#### Information provided

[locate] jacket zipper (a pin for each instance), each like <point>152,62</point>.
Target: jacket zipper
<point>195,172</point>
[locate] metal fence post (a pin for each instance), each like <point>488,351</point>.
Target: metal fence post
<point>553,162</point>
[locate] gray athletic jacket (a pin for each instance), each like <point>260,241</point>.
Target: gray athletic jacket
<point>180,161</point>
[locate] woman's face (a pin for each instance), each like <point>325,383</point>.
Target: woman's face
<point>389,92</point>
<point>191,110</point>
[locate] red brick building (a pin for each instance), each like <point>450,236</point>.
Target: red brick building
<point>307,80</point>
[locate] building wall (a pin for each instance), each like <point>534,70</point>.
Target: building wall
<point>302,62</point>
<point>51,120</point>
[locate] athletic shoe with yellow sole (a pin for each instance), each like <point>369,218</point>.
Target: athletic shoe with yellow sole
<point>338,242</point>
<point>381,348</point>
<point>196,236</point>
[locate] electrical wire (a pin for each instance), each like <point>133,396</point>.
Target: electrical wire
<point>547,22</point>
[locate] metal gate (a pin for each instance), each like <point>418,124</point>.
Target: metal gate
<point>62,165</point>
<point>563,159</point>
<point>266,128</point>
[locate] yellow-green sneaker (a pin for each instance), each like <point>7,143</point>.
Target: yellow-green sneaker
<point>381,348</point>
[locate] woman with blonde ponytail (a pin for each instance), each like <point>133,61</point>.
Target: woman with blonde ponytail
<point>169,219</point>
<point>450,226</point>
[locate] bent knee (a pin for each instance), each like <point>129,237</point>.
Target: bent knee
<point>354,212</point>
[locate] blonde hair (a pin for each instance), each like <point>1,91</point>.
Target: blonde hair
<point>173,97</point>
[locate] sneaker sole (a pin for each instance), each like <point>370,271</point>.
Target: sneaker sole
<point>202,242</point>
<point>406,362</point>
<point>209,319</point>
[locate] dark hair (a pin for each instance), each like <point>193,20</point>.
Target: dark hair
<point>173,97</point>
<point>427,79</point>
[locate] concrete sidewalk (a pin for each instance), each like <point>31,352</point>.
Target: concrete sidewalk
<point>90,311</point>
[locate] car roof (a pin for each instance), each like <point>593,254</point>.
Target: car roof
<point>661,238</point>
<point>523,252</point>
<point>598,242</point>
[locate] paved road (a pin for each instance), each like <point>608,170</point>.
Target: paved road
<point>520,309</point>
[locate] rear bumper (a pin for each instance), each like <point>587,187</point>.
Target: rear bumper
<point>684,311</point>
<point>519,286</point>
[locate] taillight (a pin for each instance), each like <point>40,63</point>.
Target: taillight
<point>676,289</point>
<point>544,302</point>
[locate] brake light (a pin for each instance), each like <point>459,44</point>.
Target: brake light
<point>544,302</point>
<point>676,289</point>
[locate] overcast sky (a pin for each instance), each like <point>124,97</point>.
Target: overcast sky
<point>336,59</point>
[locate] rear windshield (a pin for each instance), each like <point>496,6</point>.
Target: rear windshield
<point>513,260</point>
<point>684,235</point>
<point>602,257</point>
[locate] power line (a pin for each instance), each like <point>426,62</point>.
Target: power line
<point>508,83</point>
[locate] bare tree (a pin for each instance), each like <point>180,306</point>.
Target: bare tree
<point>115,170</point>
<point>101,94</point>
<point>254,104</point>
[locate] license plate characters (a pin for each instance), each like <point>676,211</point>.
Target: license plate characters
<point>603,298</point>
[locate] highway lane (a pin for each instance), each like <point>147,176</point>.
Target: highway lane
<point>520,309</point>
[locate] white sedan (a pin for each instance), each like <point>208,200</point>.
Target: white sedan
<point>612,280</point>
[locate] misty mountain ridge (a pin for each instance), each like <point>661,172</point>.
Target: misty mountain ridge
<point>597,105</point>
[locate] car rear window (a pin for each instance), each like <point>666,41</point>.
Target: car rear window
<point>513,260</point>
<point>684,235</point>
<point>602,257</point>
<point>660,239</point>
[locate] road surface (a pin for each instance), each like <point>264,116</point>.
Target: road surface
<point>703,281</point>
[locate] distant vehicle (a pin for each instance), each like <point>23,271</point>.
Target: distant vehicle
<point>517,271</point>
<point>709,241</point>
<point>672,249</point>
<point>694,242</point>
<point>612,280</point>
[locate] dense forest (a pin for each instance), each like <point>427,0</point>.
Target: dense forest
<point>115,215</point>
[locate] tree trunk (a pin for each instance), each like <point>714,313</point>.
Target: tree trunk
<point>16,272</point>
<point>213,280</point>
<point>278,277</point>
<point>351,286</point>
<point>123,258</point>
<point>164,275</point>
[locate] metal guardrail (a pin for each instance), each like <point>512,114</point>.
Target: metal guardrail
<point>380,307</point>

########

▶ _What is expected_:
Please write out all the records above again, putting "one point per instance" in place of "a pin for each instance" and leaving everything else unchanged.

▶ _Response to this exercise_:
[locate] jacket zipper (one point per instance), each like <point>152,62</point>.
Target: jacket zipper
<point>195,172</point>
[locate] metal fence post (one point per instance), each like <point>488,351</point>.
Target: metal fence post
<point>553,162</point>
[locate] gray athletic jacket (one point per instance), each like <point>260,241</point>.
Target: gray athletic jacket
<point>180,161</point>
[locate] woman's face (one point per instance), each like <point>325,383</point>.
Target: woman's face
<point>389,92</point>
<point>191,110</point>
[locate] red brick building (one point per instance), each like <point>450,236</point>.
Target: red brick building
<point>307,80</point>
[locate] building wall (one point per instance), each like <point>534,70</point>.
Target: building wall
<point>302,62</point>
<point>51,120</point>
[locate] athletic shoe with yellow sole (one point per instance), each like <point>369,218</point>.
Target: athletic shoe with yellow sole
<point>338,242</point>
<point>381,348</point>
<point>196,236</point>
[locate] electrical wire (one point per instance), each like <point>133,396</point>.
Target: electrical wire
<point>547,22</point>
[locate] metal gate (one point per instance), each like <point>418,124</point>.
Target: metal gate
<point>62,165</point>
<point>563,159</point>
<point>266,128</point>
[locate] yellow-green sneaker (one point per instance), each like <point>7,143</point>.
Target: yellow-green sneaker
<point>381,348</point>
[locate] woman with blonde ponytail (one point per instance), each like <point>133,61</point>.
Target: woman with blonde ponytail
<point>169,219</point>
<point>450,226</point>
[locate] bent knee (one point per instance), each like <point>129,237</point>.
Target: bent knee
<point>354,212</point>
[locate] blonde hair (one point per instance), each like <point>1,91</point>.
Target: blonde hair
<point>173,97</point>
[locate] sneaker sole (one point per instance), each like <point>370,271</point>.
Target: sneaker sole
<point>202,242</point>
<point>406,362</point>
<point>209,319</point>
[locate] dark hair (one point per instance), each like <point>193,20</point>.
Target: dark hair
<point>173,97</point>
<point>427,79</point>
[locate] concrete sidewalk (one point per instance), each like <point>31,352</point>.
Target: concrete sidewalk
<point>90,311</point>
[locate] car roof (one point per instance), each like <point>593,254</point>.
Target: car roof
<point>661,238</point>
<point>523,252</point>
<point>598,242</point>
[locate] paved road (one point per instance), each like <point>608,170</point>.
Target: paved road
<point>520,309</point>
[locate] rear bumper (one point per instance), each like <point>587,187</point>.
Target: rear bumper
<point>684,311</point>
<point>519,286</point>
[locate] taillight (one point per instance), each like <point>40,63</point>.
Target: taillight
<point>676,289</point>
<point>544,302</point>
[locate] brake light (one point per instance), each like <point>459,44</point>.
Target: brake light
<point>544,302</point>
<point>676,289</point>
[locate] overcast sky (one point per instance), each like <point>124,97</point>.
Target: overcast sky
<point>336,59</point>
[locate] rear windshield (one point per instance), each like <point>496,6</point>.
Target: rear windshield
<point>513,260</point>
<point>684,235</point>
<point>602,257</point>
[locate] power line (one point per instance), each like <point>426,62</point>.
Target: power line
<point>508,83</point>
[locate] bare tree (one point per instance), each like <point>180,306</point>.
Target: bare tree
<point>115,170</point>
<point>101,94</point>
<point>254,104</point>
[locate] license plate characters (one point per instance), each like <point>676,211</point>.
Target: license plate characters
<point>603,298</point>
[locate] highway lane (one point per instance), each like <point>147,176</point>.
Target: highway lane
<point>520,309</point>
[locate] white sedan (one point per instance), each like <point>208,200</point>.
Target: white sedan
<point>612,280</point>
[locate] misty mountain ridge (one point per instance), each like <point>661,172</point>.
Target: misty mountain ridge
<point>597,105</point>
[locate] car rear window (one point per instance), each like <point>666,41</point>.
Target: car rear window
<point>513,260</point>
<point>684,235</point>
<point>602,257</point>
<point>660,239</point>
[locate] road surface (one point per instance), each like <point>264,116</point>.
Target: road surface
<point>703,281</point>
[locate] distant vehicle (one point per instance), each like <point>23,271</point>.
Target: distant vehicle
<point>517,271</point>
<point>709,241</point>
<point>672,249</point>
<point>694,242</point>
<point>612,280</point>
[locate] dense forest (one point per instance), each like <point>427,0</point>.
Target: dense forest
<point>115,215</point>
[locate] tree trunk (one point per instance), each like <point>714,313</point>.
Target: tree trunk
<point>16,272</point>
<point>213,280</point>
<point>278,277</point>
<point>351,286</point>
<point>123,258</point>
<point>164,275</point>
[locate] metal guardrail (one point per instance), each like <point>512,114</point>.
Target: metal guardrail
<point>380,307</point>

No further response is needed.